Here the answer should be the line with "Could you please point to the sparrow in" and all the lines after it through the end of the listing, each repeated exactly, and no other text.

• **Records**:
========

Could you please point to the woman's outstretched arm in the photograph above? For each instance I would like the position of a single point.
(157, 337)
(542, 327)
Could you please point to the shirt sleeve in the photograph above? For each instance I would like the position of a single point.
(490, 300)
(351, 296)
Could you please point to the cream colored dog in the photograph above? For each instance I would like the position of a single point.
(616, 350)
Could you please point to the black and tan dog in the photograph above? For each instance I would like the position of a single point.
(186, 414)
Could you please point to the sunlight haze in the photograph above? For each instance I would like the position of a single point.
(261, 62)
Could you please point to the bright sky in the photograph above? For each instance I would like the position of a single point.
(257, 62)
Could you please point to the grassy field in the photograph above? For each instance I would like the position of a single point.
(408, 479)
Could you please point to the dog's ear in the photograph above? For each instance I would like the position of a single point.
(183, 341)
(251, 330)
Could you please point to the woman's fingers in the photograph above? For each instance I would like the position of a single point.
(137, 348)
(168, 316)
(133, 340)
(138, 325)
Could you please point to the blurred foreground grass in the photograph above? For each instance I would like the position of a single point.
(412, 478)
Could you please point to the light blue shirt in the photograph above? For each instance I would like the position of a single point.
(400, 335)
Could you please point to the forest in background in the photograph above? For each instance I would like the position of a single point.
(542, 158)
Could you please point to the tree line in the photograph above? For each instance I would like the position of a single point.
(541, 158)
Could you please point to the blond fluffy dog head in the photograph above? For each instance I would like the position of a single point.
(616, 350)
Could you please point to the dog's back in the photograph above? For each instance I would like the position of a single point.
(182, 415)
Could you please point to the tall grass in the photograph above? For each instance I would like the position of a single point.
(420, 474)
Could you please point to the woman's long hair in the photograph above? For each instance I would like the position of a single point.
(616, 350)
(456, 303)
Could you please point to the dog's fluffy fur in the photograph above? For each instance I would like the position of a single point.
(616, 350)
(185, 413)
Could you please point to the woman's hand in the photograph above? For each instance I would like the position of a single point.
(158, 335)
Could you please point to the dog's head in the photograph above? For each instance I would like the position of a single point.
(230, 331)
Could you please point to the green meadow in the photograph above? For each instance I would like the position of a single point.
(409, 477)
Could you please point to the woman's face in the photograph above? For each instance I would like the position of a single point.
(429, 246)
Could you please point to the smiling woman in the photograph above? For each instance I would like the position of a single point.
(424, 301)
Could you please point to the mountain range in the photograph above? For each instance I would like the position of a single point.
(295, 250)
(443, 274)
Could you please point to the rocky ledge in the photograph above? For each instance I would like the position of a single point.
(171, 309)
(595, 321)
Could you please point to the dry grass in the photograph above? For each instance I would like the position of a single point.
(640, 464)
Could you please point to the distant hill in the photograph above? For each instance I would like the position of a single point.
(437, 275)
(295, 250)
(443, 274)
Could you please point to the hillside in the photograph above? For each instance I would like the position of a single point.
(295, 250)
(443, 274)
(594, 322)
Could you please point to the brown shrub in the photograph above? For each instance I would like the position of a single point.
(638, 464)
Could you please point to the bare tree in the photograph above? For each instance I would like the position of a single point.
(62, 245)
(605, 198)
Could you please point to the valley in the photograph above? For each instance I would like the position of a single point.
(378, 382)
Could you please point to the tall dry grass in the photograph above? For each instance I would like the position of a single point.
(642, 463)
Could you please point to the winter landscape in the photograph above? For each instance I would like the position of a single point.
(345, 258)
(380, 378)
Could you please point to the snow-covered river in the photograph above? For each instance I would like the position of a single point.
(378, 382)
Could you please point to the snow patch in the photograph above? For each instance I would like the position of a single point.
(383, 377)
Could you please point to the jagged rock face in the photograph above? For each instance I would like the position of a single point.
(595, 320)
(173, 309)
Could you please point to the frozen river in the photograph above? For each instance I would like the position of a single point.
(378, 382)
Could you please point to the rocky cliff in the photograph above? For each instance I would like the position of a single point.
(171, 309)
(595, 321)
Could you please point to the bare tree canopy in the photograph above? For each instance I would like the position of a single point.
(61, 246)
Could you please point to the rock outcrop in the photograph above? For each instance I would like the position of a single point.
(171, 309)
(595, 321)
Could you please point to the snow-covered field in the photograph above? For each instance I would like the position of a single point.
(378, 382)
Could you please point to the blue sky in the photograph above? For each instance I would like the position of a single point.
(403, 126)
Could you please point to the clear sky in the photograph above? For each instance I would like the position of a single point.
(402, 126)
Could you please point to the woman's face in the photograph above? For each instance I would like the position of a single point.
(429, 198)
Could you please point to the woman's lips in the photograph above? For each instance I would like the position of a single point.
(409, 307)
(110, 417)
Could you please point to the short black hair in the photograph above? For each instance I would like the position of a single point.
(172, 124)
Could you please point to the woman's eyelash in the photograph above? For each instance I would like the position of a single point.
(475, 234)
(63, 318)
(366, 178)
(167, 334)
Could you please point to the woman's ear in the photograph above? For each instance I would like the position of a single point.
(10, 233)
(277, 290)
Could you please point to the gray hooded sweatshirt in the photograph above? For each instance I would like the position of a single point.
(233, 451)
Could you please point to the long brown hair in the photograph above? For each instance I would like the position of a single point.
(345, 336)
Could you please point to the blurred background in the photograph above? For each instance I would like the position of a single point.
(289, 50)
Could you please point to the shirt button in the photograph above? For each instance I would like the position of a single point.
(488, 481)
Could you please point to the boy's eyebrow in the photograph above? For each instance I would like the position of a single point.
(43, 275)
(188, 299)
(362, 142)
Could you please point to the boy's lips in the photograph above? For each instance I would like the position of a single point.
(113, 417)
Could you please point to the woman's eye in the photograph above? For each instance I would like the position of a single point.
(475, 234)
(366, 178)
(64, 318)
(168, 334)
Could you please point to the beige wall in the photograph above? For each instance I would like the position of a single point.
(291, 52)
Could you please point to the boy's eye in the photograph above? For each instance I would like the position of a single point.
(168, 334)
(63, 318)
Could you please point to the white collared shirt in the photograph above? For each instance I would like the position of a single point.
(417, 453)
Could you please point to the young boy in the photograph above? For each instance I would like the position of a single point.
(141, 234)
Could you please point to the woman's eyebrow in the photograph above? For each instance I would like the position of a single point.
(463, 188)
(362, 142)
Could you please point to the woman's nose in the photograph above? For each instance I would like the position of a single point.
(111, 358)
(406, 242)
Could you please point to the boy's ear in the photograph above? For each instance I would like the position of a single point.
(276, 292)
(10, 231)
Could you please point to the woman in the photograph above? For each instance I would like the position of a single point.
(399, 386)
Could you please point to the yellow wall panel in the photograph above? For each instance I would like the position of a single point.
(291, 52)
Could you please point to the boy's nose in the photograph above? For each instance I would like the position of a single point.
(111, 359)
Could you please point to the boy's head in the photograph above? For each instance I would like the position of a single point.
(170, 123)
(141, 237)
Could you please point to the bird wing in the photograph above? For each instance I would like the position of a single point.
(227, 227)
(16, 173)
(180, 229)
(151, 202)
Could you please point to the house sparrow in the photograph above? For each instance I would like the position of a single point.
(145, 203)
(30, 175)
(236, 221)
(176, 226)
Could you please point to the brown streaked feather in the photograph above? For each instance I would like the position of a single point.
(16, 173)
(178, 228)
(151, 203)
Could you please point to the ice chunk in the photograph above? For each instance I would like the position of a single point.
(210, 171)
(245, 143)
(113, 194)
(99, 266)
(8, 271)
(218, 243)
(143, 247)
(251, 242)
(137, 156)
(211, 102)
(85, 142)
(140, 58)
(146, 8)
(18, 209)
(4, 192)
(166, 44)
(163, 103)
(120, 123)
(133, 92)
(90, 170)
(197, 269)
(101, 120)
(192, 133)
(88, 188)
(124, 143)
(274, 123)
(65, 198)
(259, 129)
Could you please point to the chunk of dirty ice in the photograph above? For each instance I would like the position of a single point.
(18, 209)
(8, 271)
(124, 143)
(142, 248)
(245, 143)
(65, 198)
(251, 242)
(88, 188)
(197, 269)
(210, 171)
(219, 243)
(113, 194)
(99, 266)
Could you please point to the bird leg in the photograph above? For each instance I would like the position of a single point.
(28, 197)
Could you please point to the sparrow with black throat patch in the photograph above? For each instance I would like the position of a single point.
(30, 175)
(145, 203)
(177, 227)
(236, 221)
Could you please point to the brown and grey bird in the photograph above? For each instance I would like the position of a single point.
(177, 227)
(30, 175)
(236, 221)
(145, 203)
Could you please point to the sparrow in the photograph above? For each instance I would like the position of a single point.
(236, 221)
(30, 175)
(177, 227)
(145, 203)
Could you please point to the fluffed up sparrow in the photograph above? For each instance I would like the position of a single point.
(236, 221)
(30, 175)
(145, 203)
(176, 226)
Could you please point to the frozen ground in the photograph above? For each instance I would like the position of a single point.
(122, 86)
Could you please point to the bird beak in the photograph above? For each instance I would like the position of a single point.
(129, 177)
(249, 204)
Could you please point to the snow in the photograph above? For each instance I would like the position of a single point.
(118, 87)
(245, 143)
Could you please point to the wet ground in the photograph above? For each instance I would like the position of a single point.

========

• **Task response**:
Could you please point to the sparrow in the photograph above? For each instance I would like the position of a single point.
(236, 221)
(30, 175)
(177, 227)
(145, 203)
Could you please point to the fluffed up sparrow in the photograph above? For each instance I would like the position of a single point.
(236, 221)
(30, 175)
(145, 203)
(176, 226)
Could you please point to the frozen ground in the photograph above? For each instance I would like the position of a single point.
(122, 86)
Could you please point to the bird beak in the photograph above? For each instance I would like the position of a single point.
(129, 177)
(249, 204)
Could you please point to the snow in the photograph above? For each instance I would like the position of a single point.
(118, 87)
(245, 143)
Could you please point to the wet ground in the photograph above? For each instance I would like the position of a single point.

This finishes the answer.